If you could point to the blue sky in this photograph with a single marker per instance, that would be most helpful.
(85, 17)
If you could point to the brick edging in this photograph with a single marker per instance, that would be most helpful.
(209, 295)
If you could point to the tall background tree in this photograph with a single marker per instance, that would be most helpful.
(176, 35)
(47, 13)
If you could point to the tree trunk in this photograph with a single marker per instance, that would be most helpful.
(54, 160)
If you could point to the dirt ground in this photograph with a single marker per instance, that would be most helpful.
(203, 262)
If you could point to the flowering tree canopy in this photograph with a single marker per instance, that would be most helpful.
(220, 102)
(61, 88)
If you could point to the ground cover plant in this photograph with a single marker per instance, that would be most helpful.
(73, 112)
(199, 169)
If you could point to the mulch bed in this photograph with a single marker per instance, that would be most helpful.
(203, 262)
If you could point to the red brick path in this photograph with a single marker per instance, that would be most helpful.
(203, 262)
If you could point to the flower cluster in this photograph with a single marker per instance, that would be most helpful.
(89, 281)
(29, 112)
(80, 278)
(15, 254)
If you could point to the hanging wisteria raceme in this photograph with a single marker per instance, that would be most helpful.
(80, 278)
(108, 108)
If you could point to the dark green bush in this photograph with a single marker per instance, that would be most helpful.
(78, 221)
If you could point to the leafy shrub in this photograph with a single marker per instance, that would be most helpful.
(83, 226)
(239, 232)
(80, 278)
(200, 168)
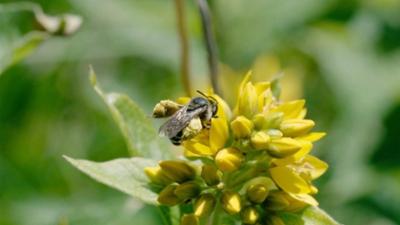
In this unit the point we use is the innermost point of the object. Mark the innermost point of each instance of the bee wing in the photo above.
(179, 121)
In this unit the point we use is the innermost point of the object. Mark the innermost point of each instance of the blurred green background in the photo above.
(343, 57)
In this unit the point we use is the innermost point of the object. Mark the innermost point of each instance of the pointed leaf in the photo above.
(125, 175)
(136, 127)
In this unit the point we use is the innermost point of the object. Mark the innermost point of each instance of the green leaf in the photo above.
(125, 175)
(316, 216)
(136, 127)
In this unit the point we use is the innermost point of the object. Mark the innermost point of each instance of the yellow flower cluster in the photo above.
(254, 161)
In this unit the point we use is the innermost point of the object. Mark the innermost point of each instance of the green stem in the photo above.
(184, 41)
(210, 42)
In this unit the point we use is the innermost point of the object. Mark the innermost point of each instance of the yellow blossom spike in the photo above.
(211, 175)
(305, 198)
(198, 148)
(183, 100)
(318, 166)
(277, 201)
(313, 137)
(296, 127)
(218, 133)
(229, 159)
(291, 109)
(231, 202)
(289, 181)
(248, 102)
(167, 196)
(273, 120)
(260, 140)
(187, 190)
(204, 205)
(257, 193)
(177, 170)
(283, 147)
(189, 219)
(241, 127)
(249, 215)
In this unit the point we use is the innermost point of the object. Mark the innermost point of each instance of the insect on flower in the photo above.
(185, 121)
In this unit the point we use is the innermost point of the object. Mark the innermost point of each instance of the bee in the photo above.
(186, 121)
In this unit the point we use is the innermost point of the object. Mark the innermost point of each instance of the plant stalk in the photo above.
(184, 42)
(210, 43)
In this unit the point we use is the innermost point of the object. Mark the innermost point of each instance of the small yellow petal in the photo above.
(218, 133)
(229, 159)
(319, 167)
(313, 137)
(296, 127)
(291, 109)
(241, 127)
(198, 148)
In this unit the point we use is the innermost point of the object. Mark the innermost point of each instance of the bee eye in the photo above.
(200, 101)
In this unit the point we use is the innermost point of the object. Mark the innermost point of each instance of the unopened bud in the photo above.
(259, 121)
(165, 108)
(204, 205)
(296, 127)
(178, 171)
(211, 175)
(231, 202)
(249, 215)
(273, 120)
(283, 147)
(259, 140)
(229, 159)
(156, 175)
(241, 127)
(187, 190)
(275, 133)
(189, 219)
(257, 193)
(168, 197)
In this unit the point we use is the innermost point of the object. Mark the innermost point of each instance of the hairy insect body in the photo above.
(187, 120)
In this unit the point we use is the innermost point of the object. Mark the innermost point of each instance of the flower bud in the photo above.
(156, 175)
(259, 140)
(204, 205)
(248, 101)
(283, 147)
(257, 193)
(228, 159)
(249, 215)
(165, 108)
(241, 127)
(231, 202)
(259, 121)
(187, 190)
(167, 196)
(189, 219)
(211, 175)
(277, 200)
(273, 120)
(176, 170)
(275, 133)
(296, 127)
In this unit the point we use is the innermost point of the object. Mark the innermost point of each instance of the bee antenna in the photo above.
(207, 96)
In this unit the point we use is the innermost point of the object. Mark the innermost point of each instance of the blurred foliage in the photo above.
(346, 54)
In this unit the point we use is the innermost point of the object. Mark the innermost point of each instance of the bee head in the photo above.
(209, 100)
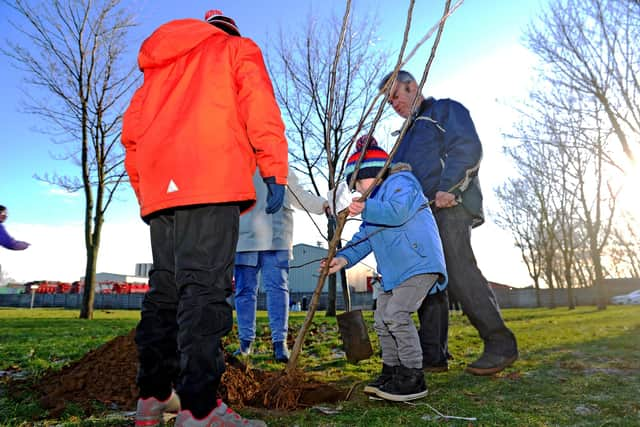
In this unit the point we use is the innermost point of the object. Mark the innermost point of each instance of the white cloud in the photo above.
(58, 252)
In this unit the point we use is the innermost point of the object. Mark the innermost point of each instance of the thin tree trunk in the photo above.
(332, 290)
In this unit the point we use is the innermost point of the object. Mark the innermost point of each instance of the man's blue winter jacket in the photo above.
(444, 151)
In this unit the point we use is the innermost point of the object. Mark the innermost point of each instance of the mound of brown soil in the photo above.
(107, 374)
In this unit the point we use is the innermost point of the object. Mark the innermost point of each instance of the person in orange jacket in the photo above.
(194, 132)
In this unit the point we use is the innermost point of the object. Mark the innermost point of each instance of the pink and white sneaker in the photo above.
(222, 415)
(149, 412)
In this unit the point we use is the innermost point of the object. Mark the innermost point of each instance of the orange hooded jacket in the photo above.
(204, 116)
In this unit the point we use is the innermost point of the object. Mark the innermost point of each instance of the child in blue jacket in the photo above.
(400, 230)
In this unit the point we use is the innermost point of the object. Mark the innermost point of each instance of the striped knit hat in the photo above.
(372, 162)
(216, 18)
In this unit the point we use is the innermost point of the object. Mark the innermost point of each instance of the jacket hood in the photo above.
(173, 40)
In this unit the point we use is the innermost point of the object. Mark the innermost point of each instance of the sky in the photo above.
(481, 62)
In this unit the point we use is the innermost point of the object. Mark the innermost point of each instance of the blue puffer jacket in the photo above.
(398, 226)
(444, 151)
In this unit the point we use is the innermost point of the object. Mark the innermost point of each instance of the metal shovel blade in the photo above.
(355, 337)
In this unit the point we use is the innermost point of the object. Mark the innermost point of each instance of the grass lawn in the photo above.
(576, 368)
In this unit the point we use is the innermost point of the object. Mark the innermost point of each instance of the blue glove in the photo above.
(275, 196)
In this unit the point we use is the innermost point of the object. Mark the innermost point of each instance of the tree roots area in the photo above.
(107, 375)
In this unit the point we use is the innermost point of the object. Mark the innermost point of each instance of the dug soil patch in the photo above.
(107, 375)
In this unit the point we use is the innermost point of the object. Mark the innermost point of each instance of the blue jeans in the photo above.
(274, 268)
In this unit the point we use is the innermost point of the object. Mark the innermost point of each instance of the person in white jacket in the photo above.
(265, 245)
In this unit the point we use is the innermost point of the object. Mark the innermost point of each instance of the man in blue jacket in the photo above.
(444, 151)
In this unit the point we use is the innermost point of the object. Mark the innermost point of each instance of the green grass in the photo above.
(577, 368)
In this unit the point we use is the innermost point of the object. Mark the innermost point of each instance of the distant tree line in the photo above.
(573, 145)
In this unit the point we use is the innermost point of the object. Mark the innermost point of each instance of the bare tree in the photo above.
(325, 77)
(73, 60)
(592, 50)
(519, 213)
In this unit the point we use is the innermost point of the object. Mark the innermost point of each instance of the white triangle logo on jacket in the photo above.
(172, 188)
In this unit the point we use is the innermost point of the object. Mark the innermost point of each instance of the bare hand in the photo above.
(356, 207)
(445, 200)
(336, 264)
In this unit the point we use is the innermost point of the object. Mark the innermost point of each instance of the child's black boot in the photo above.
(405, 384)
(386, 375)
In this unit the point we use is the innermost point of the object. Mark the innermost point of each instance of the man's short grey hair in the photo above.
(403, 77)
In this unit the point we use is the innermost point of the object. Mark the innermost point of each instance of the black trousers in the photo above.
(468, 286)
(185, 313)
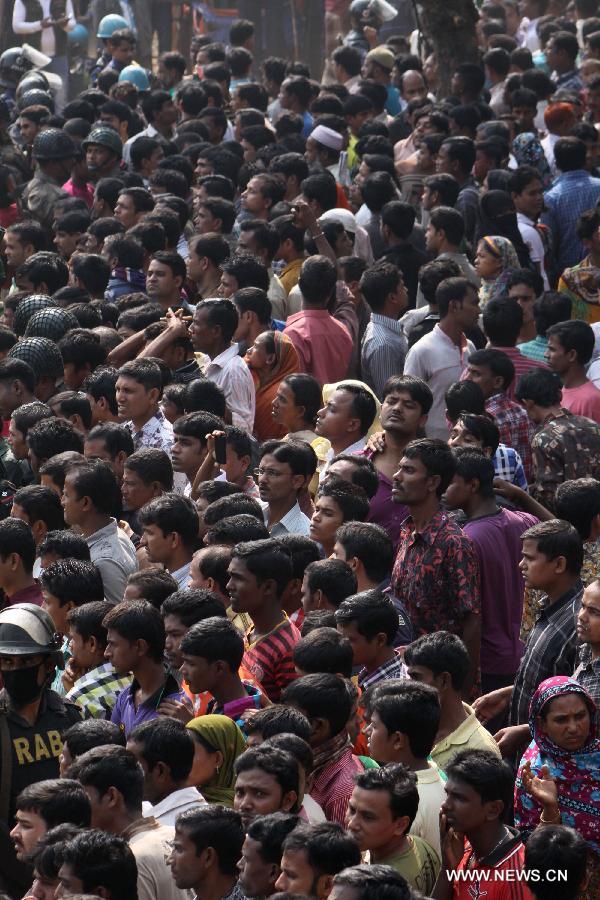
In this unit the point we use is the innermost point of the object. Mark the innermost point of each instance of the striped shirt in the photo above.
(270, 659)
(96, 692)
(384, 348)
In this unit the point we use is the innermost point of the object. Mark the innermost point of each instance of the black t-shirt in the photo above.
(36, 748)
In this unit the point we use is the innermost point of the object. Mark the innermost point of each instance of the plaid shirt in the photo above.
(514, 425)
(96, 692)
(550, 651)
(393, 668)
(508, 465)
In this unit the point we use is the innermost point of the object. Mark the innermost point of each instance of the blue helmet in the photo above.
(136, 75)
(109, 24)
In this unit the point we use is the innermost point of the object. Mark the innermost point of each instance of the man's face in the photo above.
(159, 545)
(125, 211)
(135, 492)
(335, 420)
(325, 521)
(187, 454)
(297, 875)
(257, 793)
(412, 483)
(161, 283)
(174, 631)
(462, 807)
(67, 882)
(133, 400)
(588, 618)
(253, 200)
(277, 481)
(524, 294)
(242, 587)
(530, 201)
(120, 653)
(557, 357)
(17, 441)
(369, 819)
(482, 375)
(401, 414)
(257, 877)
(29, 828)
(185, 863)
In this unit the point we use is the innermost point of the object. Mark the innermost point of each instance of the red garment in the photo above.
(270, 660)
(323, 344)
(436, 576)
(515, 427)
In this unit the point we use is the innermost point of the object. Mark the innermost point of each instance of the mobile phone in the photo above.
(221, 449)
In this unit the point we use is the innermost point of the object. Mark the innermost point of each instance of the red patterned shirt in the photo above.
(436, 576)
(270, 659)
(515, 427)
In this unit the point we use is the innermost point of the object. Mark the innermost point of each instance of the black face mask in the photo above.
(22, 685)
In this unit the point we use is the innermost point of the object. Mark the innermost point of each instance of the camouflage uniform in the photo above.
(40, 196)
(565, 447)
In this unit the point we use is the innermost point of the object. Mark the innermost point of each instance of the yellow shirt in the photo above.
(470, 735)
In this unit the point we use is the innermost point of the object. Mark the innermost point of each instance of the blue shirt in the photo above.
(570, 195)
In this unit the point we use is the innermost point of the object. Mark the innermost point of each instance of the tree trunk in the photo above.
(449, 26)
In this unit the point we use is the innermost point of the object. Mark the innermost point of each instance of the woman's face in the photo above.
(486, 264)
(566, 722)
(284, 409)
(257, 357)
(205, 764)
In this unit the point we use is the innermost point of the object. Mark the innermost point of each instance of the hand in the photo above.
(541, 787)
(452, 844)
(491, 705)
(370, 34)
(511, 739)
(176, 710)
(304, 217)
(376, 443)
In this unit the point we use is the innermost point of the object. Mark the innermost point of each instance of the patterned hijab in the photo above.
(577, 775)
(501, 248)
(220, 733)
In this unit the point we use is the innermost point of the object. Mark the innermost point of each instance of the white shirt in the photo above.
(48, 42)
(167, 810)
(229, 372)
(532, 238)
(439, 362)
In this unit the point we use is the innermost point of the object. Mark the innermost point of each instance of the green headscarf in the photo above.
(222, 734)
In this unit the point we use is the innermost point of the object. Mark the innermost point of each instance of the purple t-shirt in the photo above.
(382, 509)
(497, 541)
(127, 716)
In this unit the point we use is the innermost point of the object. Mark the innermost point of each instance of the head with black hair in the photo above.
(324, 650)
(324, 700)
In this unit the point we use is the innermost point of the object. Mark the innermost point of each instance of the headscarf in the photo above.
(286, 363)
(528, 151)
(222, 734)
(496, 215)
(503, 249)
(577, 775)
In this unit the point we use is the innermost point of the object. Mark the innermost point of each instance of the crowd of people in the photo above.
(300, 462)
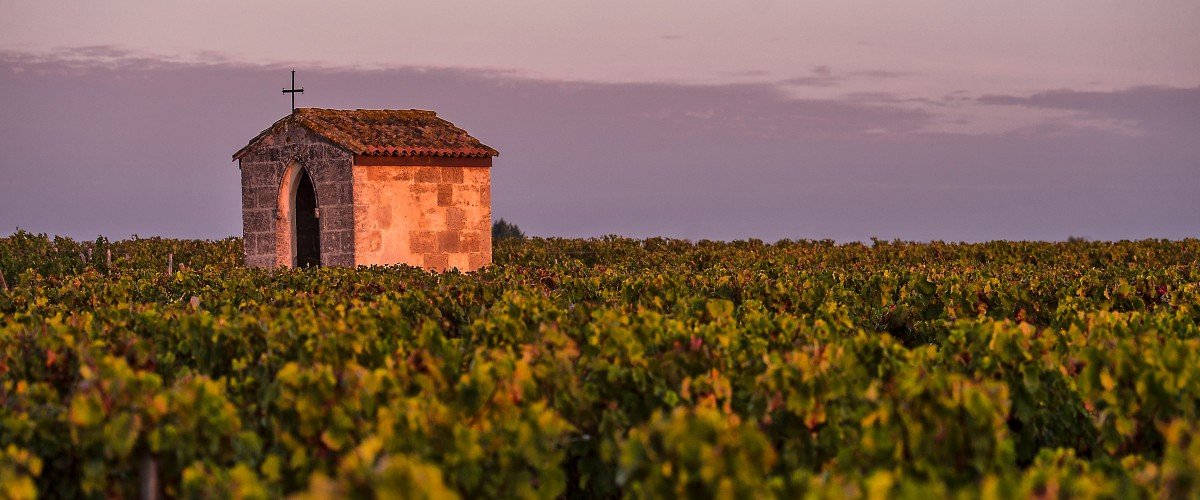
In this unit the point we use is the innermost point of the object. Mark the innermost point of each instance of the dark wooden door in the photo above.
(307, 226)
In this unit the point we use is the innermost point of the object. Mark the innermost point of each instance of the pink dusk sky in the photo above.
(916, 120)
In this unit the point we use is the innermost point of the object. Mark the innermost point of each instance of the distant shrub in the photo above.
(504, 229)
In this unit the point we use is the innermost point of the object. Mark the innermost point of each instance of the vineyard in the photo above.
(603, 368)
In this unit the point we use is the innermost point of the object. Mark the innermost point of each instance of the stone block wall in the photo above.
(268, 236)
(423, 211)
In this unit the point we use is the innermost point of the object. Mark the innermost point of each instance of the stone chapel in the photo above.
(341, 187)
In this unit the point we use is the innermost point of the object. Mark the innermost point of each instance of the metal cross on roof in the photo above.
(293, 90)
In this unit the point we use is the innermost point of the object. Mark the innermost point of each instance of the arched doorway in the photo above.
(307, 227)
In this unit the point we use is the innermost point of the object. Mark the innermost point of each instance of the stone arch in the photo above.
(298, 229)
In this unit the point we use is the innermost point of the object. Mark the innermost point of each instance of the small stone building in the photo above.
(365, 187)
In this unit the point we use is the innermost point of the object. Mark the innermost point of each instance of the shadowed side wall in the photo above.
(433, 212)
(264, 168)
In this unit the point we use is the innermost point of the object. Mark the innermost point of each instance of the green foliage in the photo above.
(599, 368)
(503, 229)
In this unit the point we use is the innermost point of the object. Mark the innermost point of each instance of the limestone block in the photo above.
(445, 194)
(451, 174)
(449, 241)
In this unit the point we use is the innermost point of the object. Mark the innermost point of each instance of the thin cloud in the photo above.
(1152, 108)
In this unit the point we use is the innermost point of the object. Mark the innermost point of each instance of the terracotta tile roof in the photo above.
(383, 132)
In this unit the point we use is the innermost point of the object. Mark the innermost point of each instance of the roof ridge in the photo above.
(391, 132)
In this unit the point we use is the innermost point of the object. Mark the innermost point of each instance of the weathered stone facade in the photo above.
(424, 211)
(375, 205)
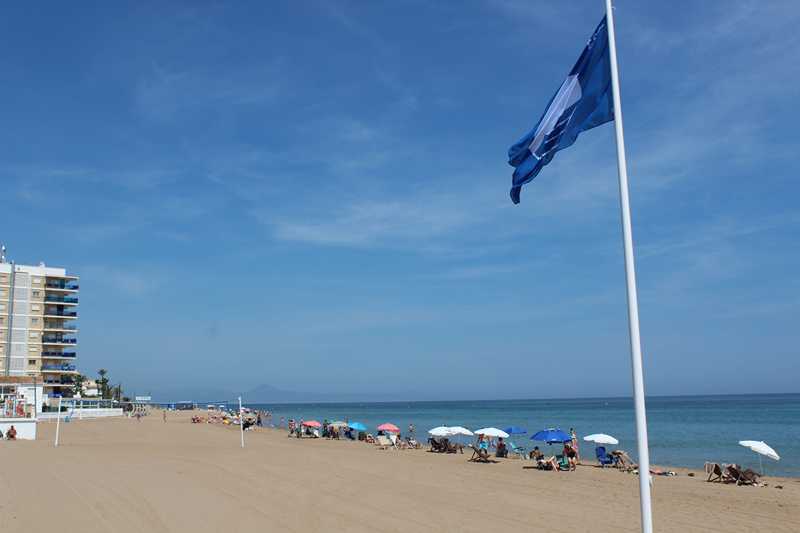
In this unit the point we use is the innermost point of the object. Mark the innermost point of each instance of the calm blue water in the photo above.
(684, 431)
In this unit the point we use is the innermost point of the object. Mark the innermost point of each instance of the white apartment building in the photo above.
(38, 335)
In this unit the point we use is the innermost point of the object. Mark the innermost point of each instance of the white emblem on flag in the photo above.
(566, 97)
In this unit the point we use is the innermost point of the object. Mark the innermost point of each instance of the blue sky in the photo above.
(315, 195)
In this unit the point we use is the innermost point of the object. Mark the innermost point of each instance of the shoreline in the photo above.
(127, 476)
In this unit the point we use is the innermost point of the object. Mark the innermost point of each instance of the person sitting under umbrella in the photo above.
..........
Please copy the lines above, starting at the one that holds "side wall in the photo above." and stopping after the last line, exactly as they appear and minus the pictures.

Written response:
In this unit the point we use is the innermost point of the object. Mark the innermost point of each instance of the shadowed side wall in the photo above.
(433, 212)
(264, 168)
In this unit the point we use is the innermost point of the object. Mark the innermost point of each instance of the green foliage in the photo above.
(599, 368)
(503, 229)
In this unit the point we use is the innermost point of the object. Mark the innermost point of each instance of the limestone block in the photo above.
(445, 194)
(451, 174)
(449, 241)
In this unit the point we use is the innermost point of the object. Mark the innermost point of each instance of the thin cloud in the photo above.
(1152, 108)
In this unit the point we use is the innermost point of the object. Mark the innermost point of each instance of the terracotta tile roof in the photo above.
(383, 132)
In this unit the point we use is the innermost point of the object. Mark the innermost point of each instance of the roof ridge in the photo above.
(391, 132)
In this unit the point we use is the innermost point of the object. Mark the innermost point of each instance of the weathered stone facade in the photo above.
(424, 211)
(375, 205)
In this unit the point we use is the innermost point of the object. Mark the innermost point of each instance of the calm blue water in the photo above.
(684, 431)
In this unit the point we use is the innermost point of the object. Mark the innermost point of each instance of the white apartment building in the photo above.
(38, 335)
In this unit the point we use is the innermost point of the object. Mark the innermost point of each instance of the white emblem on flag in the photo above.
(566, 97)
In this unit the point we use is the innermost point of the object. Mark the innermost point of each instance of the blue sky in the photo above.
(315, 195)
In this unit the point we use is the innermost point of the object. Mark the innermost point of each instance of the shoreline in the photo above.
(127, 476)
In this unit the point we use is the innermost point of the object. Mark the innermost point of each instance of the person sitting under umbrella in the photo above.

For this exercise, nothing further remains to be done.